- DATA SHOWN -

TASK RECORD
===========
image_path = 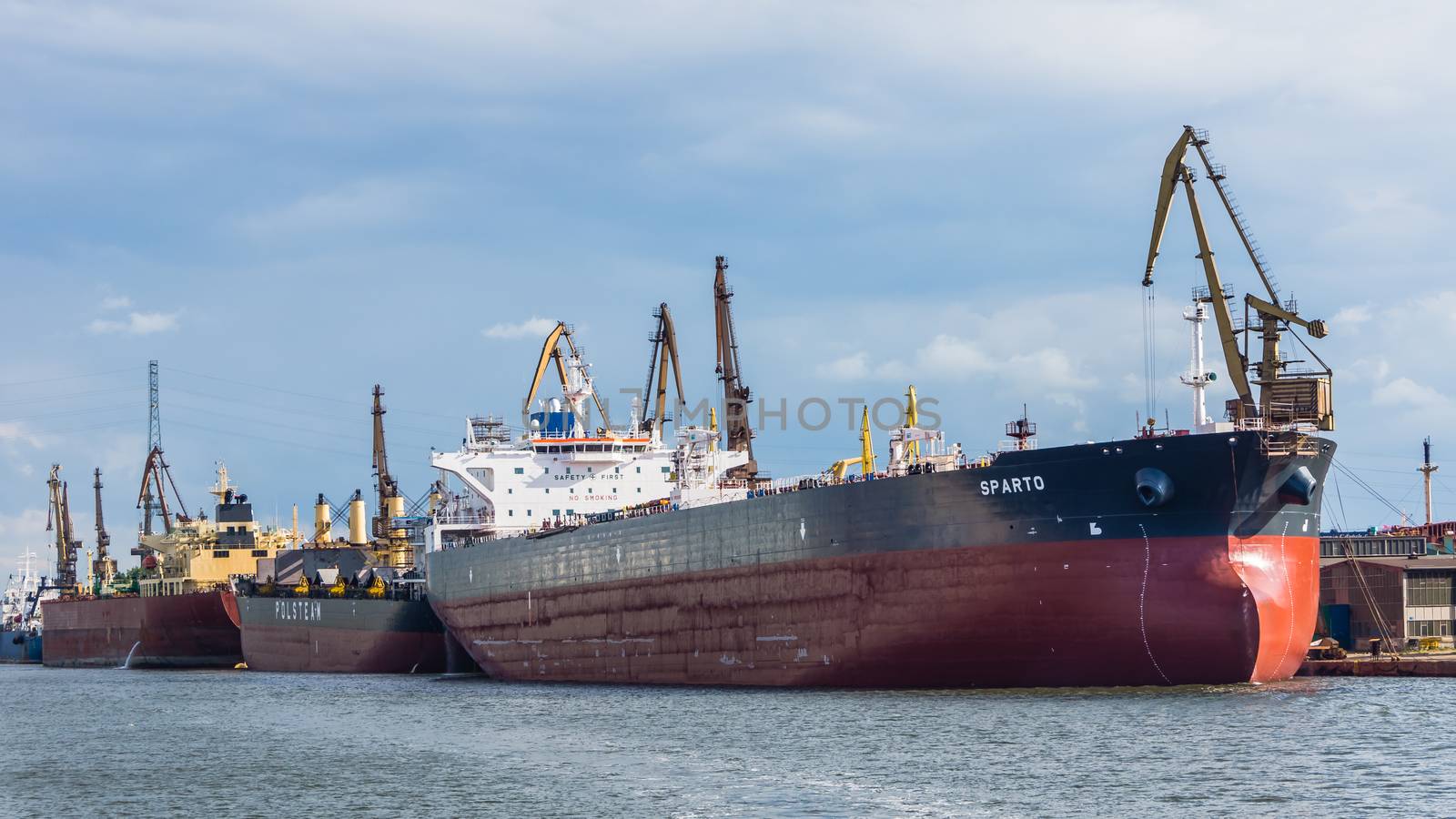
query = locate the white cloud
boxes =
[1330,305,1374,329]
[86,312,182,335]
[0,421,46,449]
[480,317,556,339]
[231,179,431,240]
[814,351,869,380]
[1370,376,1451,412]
...
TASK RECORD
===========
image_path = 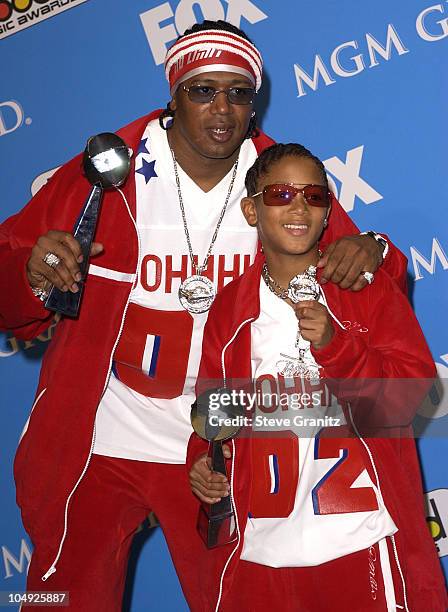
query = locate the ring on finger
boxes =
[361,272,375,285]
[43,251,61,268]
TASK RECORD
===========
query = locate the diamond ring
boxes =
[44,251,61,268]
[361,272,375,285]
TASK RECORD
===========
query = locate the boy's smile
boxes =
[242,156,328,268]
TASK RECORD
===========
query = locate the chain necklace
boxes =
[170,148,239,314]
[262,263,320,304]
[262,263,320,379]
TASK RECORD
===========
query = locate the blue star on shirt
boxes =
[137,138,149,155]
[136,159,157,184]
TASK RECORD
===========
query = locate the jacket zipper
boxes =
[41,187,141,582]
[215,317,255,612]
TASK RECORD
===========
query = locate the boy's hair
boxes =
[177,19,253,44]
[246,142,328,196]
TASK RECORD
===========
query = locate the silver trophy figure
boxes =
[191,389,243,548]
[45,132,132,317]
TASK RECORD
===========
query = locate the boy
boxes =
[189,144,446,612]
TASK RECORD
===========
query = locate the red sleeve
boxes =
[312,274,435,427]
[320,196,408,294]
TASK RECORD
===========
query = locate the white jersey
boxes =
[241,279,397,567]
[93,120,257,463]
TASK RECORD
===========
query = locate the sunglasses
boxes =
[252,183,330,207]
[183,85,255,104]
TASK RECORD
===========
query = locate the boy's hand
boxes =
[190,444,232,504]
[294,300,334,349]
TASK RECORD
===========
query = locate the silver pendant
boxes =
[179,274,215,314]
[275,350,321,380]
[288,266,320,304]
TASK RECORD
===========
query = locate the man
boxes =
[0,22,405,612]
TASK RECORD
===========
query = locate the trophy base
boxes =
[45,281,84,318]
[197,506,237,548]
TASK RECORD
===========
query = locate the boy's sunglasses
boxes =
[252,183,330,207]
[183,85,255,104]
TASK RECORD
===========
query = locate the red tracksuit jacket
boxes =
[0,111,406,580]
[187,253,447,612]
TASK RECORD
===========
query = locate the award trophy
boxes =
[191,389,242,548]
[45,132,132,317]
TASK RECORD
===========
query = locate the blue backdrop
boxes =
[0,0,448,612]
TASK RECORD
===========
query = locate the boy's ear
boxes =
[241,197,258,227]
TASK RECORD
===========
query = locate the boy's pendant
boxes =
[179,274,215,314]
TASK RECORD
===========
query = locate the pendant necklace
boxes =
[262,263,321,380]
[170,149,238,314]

- PROBLEM DETAILS -
Count the lines above that contain the string "sunglasses", treating case as significant, and reply with the number alone.

- SOLUTION TO THIS TASK -
2